(Stored items)
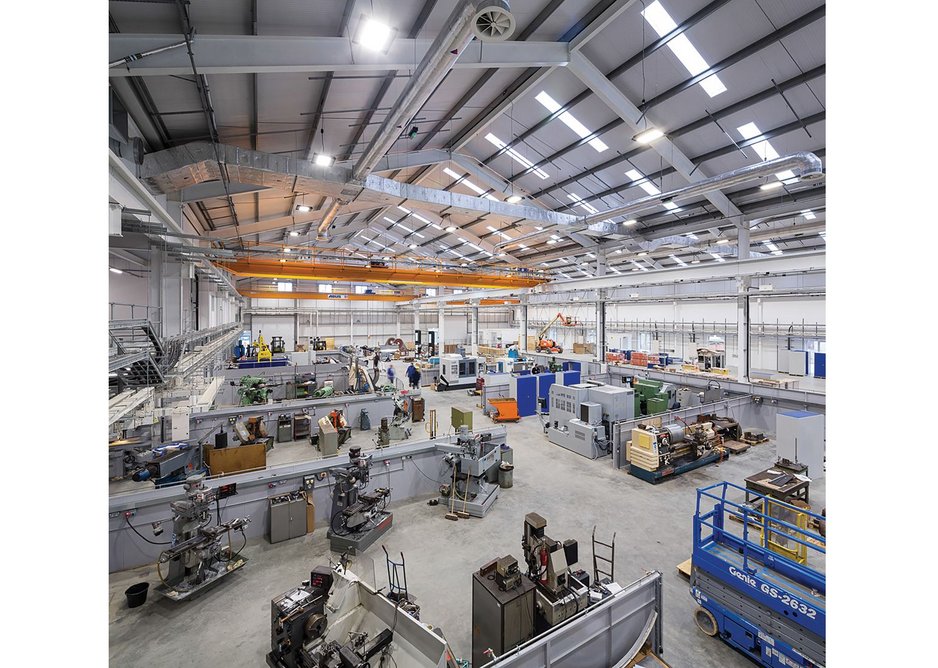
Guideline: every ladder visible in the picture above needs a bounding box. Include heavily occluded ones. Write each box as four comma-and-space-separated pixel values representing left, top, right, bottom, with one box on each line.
593, 525, 616, 583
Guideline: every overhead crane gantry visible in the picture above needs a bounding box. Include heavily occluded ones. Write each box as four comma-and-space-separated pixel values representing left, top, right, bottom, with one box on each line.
218, 259, 547, 294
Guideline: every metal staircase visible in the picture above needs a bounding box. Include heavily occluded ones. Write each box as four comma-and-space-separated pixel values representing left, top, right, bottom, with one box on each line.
108, 318, 165, 387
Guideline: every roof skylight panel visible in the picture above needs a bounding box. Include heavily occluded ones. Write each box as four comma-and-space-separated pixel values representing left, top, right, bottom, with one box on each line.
642, 0, 726, 97
485, 132, 547, 179
534, 91, 609, 153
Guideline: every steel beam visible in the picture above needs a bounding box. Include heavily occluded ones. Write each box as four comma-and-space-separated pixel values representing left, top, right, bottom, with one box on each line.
569, 51, 741, 218
531, 252, 827, 294
108, 33, 569, 77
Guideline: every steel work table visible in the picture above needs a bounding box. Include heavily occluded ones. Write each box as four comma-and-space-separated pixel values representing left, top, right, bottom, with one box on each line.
746, 466, 810, 503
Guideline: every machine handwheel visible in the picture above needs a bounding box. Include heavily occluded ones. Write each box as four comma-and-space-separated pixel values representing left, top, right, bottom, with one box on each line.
694, 606, 720, 637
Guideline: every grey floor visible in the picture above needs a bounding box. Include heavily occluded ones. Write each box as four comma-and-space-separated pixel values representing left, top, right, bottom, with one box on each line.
109, 390, 824, 668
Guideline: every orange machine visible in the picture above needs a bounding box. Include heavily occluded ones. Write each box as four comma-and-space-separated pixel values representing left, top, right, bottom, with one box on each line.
535, 313, 580, 354
488, 399, 521, 422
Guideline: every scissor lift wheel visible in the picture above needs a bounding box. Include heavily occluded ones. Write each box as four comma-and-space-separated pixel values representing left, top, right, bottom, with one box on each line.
694, 606, 720, 637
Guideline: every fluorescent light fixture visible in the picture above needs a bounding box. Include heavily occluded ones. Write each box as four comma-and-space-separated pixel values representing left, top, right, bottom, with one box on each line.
642, 0, 726, 97
632, 128, 664, 144
534, 91, 609, 153
355, 17, 394, 51
668, 255, 687, 267
485, 132, 547, 179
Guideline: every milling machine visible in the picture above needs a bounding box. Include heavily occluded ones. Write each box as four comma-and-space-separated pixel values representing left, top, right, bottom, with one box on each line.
546, 381, 635, 459
436, 353, 485, 392
153, 475, 251, 601
437, 425, 501, 517
326, 447, 394, 555
266, 564, 458, 668
124, 441, 205, 487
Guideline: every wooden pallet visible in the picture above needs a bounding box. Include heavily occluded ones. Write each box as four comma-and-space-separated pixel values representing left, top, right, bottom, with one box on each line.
677, 559, 691, 580
723, 441, 752, 455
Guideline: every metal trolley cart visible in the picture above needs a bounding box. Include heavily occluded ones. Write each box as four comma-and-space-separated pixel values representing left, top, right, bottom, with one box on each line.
690, 482, 826, 668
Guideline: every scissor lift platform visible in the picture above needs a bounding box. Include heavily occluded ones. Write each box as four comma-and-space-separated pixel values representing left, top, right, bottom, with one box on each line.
690, 482, 827, 668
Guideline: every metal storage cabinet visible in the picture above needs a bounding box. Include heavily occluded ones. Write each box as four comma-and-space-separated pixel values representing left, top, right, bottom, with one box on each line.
775, 411, 824, 478
814, 353, 827, 378
472, 571, 534, 666
270, 496, 306, 543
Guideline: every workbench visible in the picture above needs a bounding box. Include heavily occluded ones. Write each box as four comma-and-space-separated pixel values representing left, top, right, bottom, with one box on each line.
746, 467, 810, 503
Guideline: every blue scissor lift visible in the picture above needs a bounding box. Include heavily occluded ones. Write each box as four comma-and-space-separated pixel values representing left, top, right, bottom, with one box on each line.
690, 482, 826, 668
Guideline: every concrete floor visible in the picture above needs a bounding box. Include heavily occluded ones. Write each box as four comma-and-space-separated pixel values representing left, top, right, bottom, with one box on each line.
109, 390, 824, 668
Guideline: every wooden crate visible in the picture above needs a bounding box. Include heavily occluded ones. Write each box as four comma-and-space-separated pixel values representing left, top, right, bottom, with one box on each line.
205, 443, 267, 475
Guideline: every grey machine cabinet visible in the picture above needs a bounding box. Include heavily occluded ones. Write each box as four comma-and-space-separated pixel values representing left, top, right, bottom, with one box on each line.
472, 572, 535, 666
270, 496, 306, 543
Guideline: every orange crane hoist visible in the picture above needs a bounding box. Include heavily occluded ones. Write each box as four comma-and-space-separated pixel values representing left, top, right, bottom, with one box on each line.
535, 313, 580, 353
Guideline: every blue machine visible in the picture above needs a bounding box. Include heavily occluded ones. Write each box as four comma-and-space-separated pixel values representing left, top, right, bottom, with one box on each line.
814, 353, 827, 378
690, 482, 827, 668
537, 371, 557, 407
509, 373, 538, 417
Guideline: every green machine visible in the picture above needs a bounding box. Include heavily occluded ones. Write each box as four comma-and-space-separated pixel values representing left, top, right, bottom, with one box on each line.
313, 385, 335, 399
632, 378, 677, 415
450, 407, 472, 431
231, 376, 273, 406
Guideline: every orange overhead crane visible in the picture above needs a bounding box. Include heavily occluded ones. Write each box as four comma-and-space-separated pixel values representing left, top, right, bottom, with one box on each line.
216, 258, 546, 290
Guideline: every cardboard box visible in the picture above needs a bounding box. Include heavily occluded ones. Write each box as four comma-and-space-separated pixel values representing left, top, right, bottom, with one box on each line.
303, 492, 316, 533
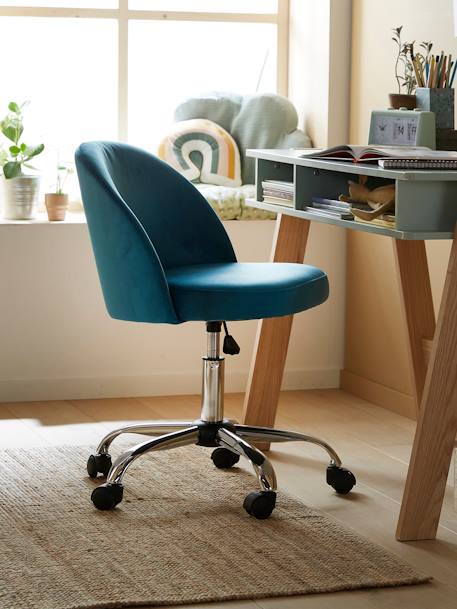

== Short problem ==
Turn all of the lines above into a numbered list, skipping any blank lines. Leave the pictures out of your answer.

== Output of the exercise ==
1. Guideline: every ladder visible in the picture above needs a bounding box. Include heavily occluded ones. Write each box as four comma-and-space-separated pixel values representing left, top, right, bottom, with one box on each line.
2. 593, 525, 616, 583
3. Guideline: every overhead crane gantry visible in the picture above needs a bounding box. Include heavily occluded ones. Write each box as four comma-and-space-separated pixel values representing left, top, right, bottom, with one box on each line.
4. 218, 259, 547, 294
5. Guideline: every metal staircase visible in the picture above needs a bounding box. Include heavily occluded ones. Write each box as four comma-and-space-separated pixel values representing left, top, right, bottom, with one box on each line.
6. 108, 318, 165, 387
7. Guideline: every roof skylight panel visible in the picture above needs a bounding box. Include heavily occluded ones. Write each box as four comma-and-space-separated pixel values representing left, top, right, bottom, with one box on each line.
8. 642, 0, 726, 97
9. 485, 132, 547, 179
10. 534, 91, 609, 153
11. Guideline: every steel beam visible in the picture above needs a bounding box. Include heavily occluded ones. Write each box as four comma-and-space-separated pixel values representing left, top, right, bottom, with one box on each line.
12. 569, 51, 741, 218
13. 531, 252, 827, 294
14. 108, 33, 569, 77
15. Guideline: every steel work table visible in the picture above needs a bounding box. Include heavily occluded ones. Write each box as four comma-and-space-separated pixel values representing left, top, right, bottom, with one box on each line.
16. 746, 466, 810, 503
17. Guideline: every machine handwheel visible in the picture above needs a bounding box. Include heavily occluded ones. Write each box as four comma-and-space-separated pixel values representing left, top, right, bottom, with one box on each line.
18. 694, 606, 720, 637
19. Guideline: every grey floor visible in the picture above needs a bounding box. Include heavily occluded ones. Write each box as four comma-and-space-separated pixel values representing left, top, right, bottom, with one box on each line.
20. 109, 390, 824, 668
21. Guideline: every orange machine visible in the picture above needs a bounding box. Include heavily occluded ones. Write each box as four comma-and-space-separated pixel values representing left, top, right, bottom, with one box on each line.
22. 535, 313, 580, 354
23. 488, 399, 521, 422
24. Guideline: every scissor lift wheel visible in the picture above needs a bounding box. Include heavily occluded ones. Write each box as four comma-and-space-separated pixel values representing left, top, right, bottom, with one box on each line.
25. 694, 606, 720, 637
26. Guideline: every fluorescent light fixture visible in the picture above needs a bounding box. Include heavily occluded ones. Write each box as four comma-and-space-separated pixel values representing left, top, right, bottom, with one box on each line.
27. 642, 0, 726, 97
28. 632, 128, 664, 144
29. 534, 91, 609, 153
30. 355, 17, 394, 51
31. 668, 255, 687, 267
32. 485, 132, 547, 179
33. Guideline: every milling machine visible in the picture above needs a bounding box. Include heavily occluded ones. Write each box as four comma-and-space-separated pixel values representing left, top, right, bottom, with one box on each line.
34. 546, 381, 635, 459
35. 436, 353, 485, 392
36. 153, 475, 251, 601
37. 437, 425, 501, 517
38. 326, 447, 394, 555
39. 266, 564, 458, 668
40. 124, 441, 205, 487
41. Guideline: every wooden pallet visible in the picture above needs a bounding box. Include heavily occluded ones. Write each box as four comma-and-space-separated pixel values representing left, top, right, bottom, with one box on each line.
42. 677, 559, 691, 580
43. 723, 441, 752, 455
44. Guideline: every metal trolley cart visible in the picture above needs a bounding box. Include heavily occluded ones. Write each box as four comma-and-space-separated pixel values representing left, top, right, bottom, with one box on each line.
45. 690, 482, 826, 668
46. Guideline: every scissor lift platform visible in the picture above needs a bounding box. Include heavily occluded ones. Write each box as four comma-and-space-separated pixel values representing left, top, right, bottom, with one box on each line.
47. 690, 482, 827, 668
48. Guideline: every metal storage cabinet visible in the picture above needs a bounding box. Include heavily occluded ones. Write each box as four comma-and-space-separated pixel values representing left, top, right, bottom, with one box on each line.
49. 775, 411, 824, 478
50. 814, 353, 827, 378
51. 472, 571, 534, 666
52. 270, 496, 306, 543
53. Guideline: every workbench visible in the picture above needs a bounding box. Include heavily occluded ones. Write each box as four comma-and-space-separated pixel values representing left, top, right, bottom, with one box on each line.
54. 746, 467, 810, 503
55. Guideline: every blue scissor lift visible in the picture above needs a bounding box. Include heavily occluded ones. Write each box as four comma-and-space-separated pixel values representing left, top, right, bottom, with one box on each line.
56. 690, 482, 826, 668
57. Guideline: every concrete floor visible in the picture above needs a bounding box. Include heavily occluded ones. Write each box as four comma-and-space-separated pixel values representing left, top, right, bottom, with one box on each line.
58. 109, 390, 824, 668
59. Guideline: every wooden crate visible in the picture above needs a bounding box. Include heavily occluded ones. Write each box as four comma-and-space-separated pixel values representing left, top, right, bottom, with one box on each line.
60. 205, 443, 267, 475
61. Guideline: every grey machine cabinet visible in the picture above needs a bounding box. Include heavily occluded ones. Write each box as four comma-and-space-separated pixel values representing left, top, right, bottom, with one box on each line.
62. 472, 572, 535, 666
63. 270, 496, 306, 543
64. Guideline: every orange crane hoist visible in the picture above needs a bounding box. Include heavily occluded ones. Write each box as four comma-and-space-separated pixel values representing left, top, right, bottom, with one box on each line.
65. 535, 313, 580, 353
66. Guideline: every blue machine visible in the picture above needs a bounding box. Include heavily occluded ones. Write each box as four comma-and-space-separated pixel values representing left, top, right, bottom, with one box on each line.
67. 814, 353, 827, 378
68. 690, 482, 827, 668
69. 537, 371, 557, 407
70. 509, 373, 538, 417
71. Guideline: every green machine visible in the picture above needs a bounding box. Include heavily occluded ones. Write each box as four comma-and-space-separated pixel values representing left, top, right, bottom, with one box on each line.
72. 313, 385, 335, 399
73. 632, 378, 677, 415
74. 450, 407, 472, 431
75. 231, 376, 273, 406
76. Guideline: every orange overhead crane visible in the picture above needs a bounding box. Include heavily occluded ones. Write each box as four comma-and-space-separated pixel values representing left, top, right, bottom, with one box on each line.
77. 216, 258, 546, 290
78. Guideline: every cardboard box visible in the picture above needs a bounding box. Include heavily occluded ones. Write each box as four comma-and-space-separated pixel values representing left, top, right, bottom, with one box on each line.
79. 303, 492, 316, 533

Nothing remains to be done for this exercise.